▶ Selected text:
+ + + +

While the first generation of the internet was primarily focused on connecting people to people via primarily static networks, IoT enables devices to communicate directly with each other across meshed and dynamically expanding networked environments. When combined with increasing levels of device intelligence (rather than relying on human intervention for every decision — resulting in a corresponding lag time), we now have devices connecting to each other and making decisions for us at machine speeds.
Unfortunately, this trend also holds true for malicious actors. According to the findings of Fortinet’s Global Threat Landscape Report for Q1 of 2018, cybercriminals are evolving their attack methods to also include automation in order to increase their success rates and to speed infections. And they’re targeting these increasingly autonomous exploits at more attack vectors than ever before.
Data indicates that cybercriminals are getting better and more sophisticated in their use of malware, utilizing both newly announced zero-day vulnerabilities and known threats in order to attack at speed and scale. While the number of detections per firm dropped by more than 13% in Q1 of 2018, the number of unique exploit detections still grew by more than 11% during the quarter, while 73% of companies experienced a severe exploit.
Below are key findings of the report, along with recommendations for defeating current threats.
Multiple attack vectors: Although the side-channel attacks dubbed Meltdown and Spectre dominated the news headlines during the quarter, some of the top attacks targeted mobile devices or known exploits on router, web or internet technologies. Twenty-one percent of organizations reported mobile malware (up 7% from last quarter), demonstrating that IoT devices continue to be a growing target. Cybercriminals also continue to recognize the value of exploiting known vulnerabilities that haven’t been patched, as well as exploiting zero-day vulnerabilities. Microsoft continued to be the number one target for exploits, and routers took the number two spot in total attack volume. Content management systems and web-oriented technologies were also heavily targeted.

+ + + +

▶ Using the information:
(a) Answer these from the threat report text:
(i) What percentage of organizations reported mobile malware?
(ii) What took the number two spot in total attack volume?
(iii) By how much did the number of unique exploit detections grow during the quarter?
(b) Retype the part of the threat report text starting at "While the first" and ending at "than ever before.".
(c) Extend the text on the 2018 threat report, picking up after its last sentence.
The material after this text is separate from it.

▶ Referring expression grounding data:

+ + + +

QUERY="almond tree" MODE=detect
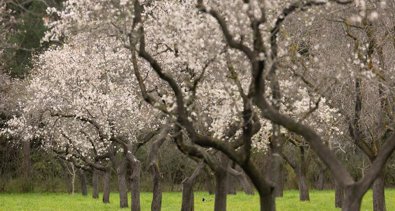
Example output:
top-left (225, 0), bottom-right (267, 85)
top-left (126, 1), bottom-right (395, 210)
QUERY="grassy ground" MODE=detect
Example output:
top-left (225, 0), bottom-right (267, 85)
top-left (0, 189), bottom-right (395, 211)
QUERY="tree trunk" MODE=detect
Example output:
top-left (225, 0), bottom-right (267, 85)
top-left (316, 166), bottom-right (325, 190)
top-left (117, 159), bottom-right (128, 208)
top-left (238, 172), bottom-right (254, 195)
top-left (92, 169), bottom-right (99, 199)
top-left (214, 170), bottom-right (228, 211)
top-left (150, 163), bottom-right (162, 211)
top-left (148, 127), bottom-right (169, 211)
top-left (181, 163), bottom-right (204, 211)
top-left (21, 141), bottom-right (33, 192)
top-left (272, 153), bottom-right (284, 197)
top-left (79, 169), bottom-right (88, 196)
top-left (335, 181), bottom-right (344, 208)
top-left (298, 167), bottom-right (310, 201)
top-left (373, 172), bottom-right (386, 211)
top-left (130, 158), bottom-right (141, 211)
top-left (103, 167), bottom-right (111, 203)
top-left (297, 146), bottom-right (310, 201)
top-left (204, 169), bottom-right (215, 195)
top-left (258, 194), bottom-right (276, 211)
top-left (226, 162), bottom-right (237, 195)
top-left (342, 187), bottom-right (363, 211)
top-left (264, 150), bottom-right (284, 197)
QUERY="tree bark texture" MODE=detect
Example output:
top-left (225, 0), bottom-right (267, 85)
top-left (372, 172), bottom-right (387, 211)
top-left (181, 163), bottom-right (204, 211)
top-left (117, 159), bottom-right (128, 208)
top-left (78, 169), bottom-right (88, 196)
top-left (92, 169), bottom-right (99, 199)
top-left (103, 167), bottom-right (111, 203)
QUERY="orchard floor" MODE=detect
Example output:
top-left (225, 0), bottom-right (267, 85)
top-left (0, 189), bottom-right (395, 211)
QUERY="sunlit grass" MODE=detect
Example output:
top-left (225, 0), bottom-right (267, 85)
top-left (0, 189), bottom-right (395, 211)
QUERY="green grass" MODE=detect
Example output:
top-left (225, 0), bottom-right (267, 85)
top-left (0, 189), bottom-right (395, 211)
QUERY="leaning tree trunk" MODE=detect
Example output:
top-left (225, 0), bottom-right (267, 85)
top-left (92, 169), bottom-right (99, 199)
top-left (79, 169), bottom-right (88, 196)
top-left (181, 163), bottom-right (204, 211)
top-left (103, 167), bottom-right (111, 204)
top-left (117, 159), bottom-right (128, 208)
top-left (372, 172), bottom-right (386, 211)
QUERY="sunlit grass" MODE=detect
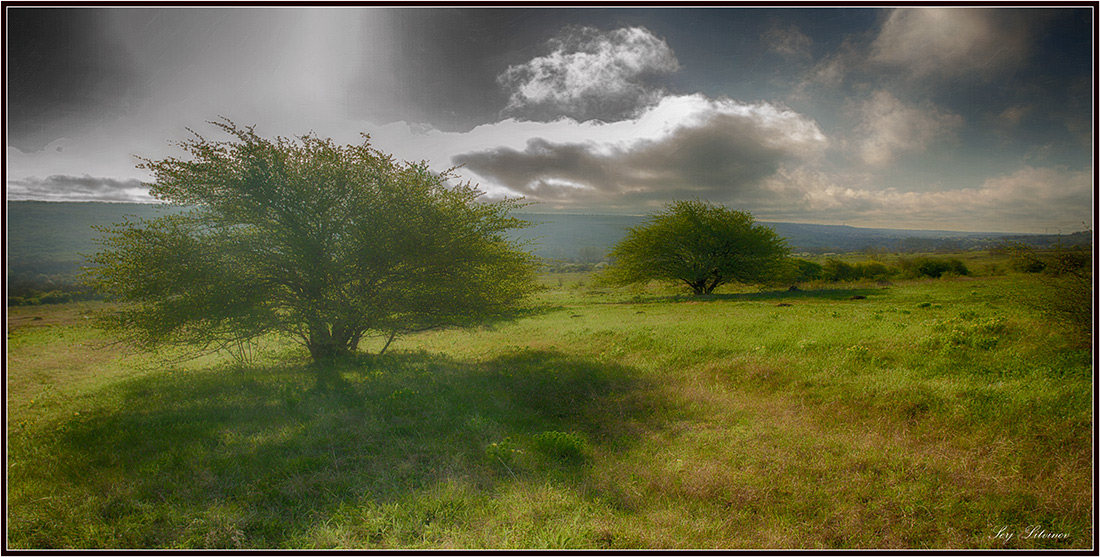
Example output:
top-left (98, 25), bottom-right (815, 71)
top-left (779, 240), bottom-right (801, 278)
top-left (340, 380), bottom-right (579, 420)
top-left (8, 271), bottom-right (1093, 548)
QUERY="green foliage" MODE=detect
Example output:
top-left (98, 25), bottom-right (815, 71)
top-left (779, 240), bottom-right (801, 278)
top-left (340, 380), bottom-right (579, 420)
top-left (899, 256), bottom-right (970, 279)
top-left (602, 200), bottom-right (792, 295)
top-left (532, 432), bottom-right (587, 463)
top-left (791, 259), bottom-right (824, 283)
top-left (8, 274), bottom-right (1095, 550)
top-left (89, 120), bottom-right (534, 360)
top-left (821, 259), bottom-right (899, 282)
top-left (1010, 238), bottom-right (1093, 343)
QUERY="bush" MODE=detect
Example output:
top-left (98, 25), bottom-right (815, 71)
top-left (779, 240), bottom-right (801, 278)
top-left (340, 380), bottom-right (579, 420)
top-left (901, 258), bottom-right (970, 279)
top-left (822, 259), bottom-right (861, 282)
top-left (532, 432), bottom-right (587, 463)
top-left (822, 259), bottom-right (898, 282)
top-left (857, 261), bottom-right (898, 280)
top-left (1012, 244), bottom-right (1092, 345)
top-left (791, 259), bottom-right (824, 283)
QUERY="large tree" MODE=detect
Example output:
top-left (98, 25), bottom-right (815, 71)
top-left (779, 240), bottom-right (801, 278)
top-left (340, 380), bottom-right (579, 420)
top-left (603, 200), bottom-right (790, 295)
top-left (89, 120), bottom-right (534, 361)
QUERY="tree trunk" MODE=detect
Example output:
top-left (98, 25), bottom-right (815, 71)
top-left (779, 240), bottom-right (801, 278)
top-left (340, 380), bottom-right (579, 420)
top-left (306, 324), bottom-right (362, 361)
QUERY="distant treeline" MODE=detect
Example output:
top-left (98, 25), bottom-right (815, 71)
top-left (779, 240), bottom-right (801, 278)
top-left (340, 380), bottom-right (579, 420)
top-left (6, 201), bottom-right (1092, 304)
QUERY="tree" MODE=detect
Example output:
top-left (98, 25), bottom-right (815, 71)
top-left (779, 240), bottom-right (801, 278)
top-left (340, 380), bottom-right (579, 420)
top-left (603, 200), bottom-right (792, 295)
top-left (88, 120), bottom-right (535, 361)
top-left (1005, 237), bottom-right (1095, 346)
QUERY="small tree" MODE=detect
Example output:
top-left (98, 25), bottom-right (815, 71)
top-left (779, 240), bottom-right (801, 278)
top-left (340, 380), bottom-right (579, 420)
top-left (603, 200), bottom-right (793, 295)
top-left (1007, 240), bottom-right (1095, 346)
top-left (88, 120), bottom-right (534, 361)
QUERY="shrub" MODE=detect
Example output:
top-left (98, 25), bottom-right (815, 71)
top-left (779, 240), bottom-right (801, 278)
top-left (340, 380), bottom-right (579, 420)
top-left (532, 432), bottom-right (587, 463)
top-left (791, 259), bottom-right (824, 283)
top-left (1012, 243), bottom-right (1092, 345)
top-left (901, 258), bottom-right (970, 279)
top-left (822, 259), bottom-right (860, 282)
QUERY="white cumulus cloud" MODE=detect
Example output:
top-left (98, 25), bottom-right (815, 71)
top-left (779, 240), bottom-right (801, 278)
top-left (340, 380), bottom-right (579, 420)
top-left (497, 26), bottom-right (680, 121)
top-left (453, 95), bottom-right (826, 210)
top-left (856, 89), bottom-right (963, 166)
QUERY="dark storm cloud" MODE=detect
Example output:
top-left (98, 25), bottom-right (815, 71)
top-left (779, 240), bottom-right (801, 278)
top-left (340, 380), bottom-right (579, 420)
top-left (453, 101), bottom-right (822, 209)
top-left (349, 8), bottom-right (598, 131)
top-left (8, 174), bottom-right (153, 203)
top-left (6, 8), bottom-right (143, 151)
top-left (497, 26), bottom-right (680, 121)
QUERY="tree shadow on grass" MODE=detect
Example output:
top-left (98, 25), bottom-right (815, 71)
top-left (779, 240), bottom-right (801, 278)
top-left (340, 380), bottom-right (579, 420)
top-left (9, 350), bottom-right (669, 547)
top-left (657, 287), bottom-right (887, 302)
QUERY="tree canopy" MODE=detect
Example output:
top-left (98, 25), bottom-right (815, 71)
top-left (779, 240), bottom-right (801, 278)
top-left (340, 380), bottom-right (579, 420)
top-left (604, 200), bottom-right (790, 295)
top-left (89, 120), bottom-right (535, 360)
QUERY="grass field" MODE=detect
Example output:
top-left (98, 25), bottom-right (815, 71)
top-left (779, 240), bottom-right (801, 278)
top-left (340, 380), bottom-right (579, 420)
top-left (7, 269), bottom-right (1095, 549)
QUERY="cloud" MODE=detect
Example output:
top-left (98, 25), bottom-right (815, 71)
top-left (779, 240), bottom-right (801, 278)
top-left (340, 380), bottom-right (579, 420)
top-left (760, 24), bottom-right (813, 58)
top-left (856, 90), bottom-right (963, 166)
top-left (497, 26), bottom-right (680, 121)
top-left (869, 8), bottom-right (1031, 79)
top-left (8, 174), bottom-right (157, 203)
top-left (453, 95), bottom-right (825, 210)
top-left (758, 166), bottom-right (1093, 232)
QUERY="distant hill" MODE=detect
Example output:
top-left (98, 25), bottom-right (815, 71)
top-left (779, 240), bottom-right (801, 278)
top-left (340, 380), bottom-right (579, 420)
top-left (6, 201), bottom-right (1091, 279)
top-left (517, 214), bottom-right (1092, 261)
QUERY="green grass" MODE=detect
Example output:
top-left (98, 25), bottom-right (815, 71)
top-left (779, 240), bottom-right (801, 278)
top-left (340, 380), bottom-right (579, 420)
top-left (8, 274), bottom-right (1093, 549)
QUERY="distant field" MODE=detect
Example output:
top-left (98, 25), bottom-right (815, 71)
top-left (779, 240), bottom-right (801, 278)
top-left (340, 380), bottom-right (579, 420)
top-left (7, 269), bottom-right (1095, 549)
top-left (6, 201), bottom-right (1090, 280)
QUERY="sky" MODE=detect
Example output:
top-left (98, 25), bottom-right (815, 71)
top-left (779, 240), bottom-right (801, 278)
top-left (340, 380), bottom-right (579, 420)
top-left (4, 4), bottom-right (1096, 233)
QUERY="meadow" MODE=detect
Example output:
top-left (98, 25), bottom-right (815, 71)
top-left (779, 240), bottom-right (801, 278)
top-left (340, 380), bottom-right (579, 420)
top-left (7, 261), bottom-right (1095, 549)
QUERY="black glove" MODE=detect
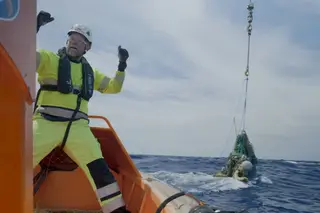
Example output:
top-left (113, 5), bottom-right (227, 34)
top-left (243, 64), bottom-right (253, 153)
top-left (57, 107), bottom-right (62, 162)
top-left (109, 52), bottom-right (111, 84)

+ + + +

▶ Answer list:
(a)
(i) Twenty-one percent.
(ii) Routers.
(iii) By more than 11%.

(b)
While the first generation of the internet was primarily focused on connecting people to people via primarily static networks, IoT enables devices to communicate directly with each other across meshed and dynamically expanding networked environments. When combined with increasing levels of device intelligence (rather than relying on human intervention for every decision — resulting in a corresponding lag time), we now have devices connecting to each other and making decisions for us at machine speeds.
Unfortunately, this trend also holds true for malicious actors. According to the findings of Fortinet’s Global Threat Landscape Report for Q1 of 2018, cybercriminals are evolving their attack methods to also include automation in order to increase their success rates and to speed infections. And they’re targeting these increasingly autonomous exploits at more attack vectors than ever before.

(c)
More than patching is needed: Measuring how long botnet infections persist based on the number of consecutive days in which continued communications are detected reveals that cyber hygiene involves far more than just patching. It is also about cleanup. Data shows that while 58% of botnet infections lasted one day, 5% lasted more than a week. Interestingly, 42% of organizations did not bother to clean up infections for one to nine or more days, with 6% taking well over a week. For example, while the Andromeda botnet was taken down in Q4 2017, data from Q1 2018 found it was still appearing prominently in both volume and prevalence.
Operational technology under attack: While OT attacks are a smaller percentage of the overall attack landscape, the trends are concerning. This sector is increasingly becoming connected to the internet, with serious potential ramifications for security. Currently, the vast majority of exploit activity is directed against the two most common industrial communication protocols because they are widely deployed and therefore highly targeted. Data shows that in Asia, industrial control system exploit attempts appear to be somewhat more prevalent when comparing the prevalence of ICS exploit activity across other regions.
Integrated security required: The threat data in this quarter’s report reinforces many of the trends predicted by the Fortinet FortiGuard Labs global research team for 2018, demonstrating that the best defense against intelligent and automated threats is an integrated, broad and automated security fabric. A highly aware and proactive security defense system is needed to keep pace with the next generation of automated, AI-based attacks.
A three-pronged approach to protecting IoT
Several exploits targeting IoT devices topped the charts this quarter. Fortinet recommends the “learn, segment and protect” approach to defeat those exploits. This starts with learning more about the devices connected to networks, how they’re configured and how they authenticate. Organizations need to understand the capabilities and limitations of each device and network ecosystem they are tying together. To do this, security systems require complete network visibility in order to securely authenticate and classify all IoT devices. OT and ICS/SCADA networks and devices are particularly sensitive to any sort of service interruption. So, it is essential that organizations use a trust-based security framework to automatically discover and classify devices in real time, to build risk profiles and then dynamically assign IoT devices to device groups, and to distribute appropriate policies to security devices and network segments.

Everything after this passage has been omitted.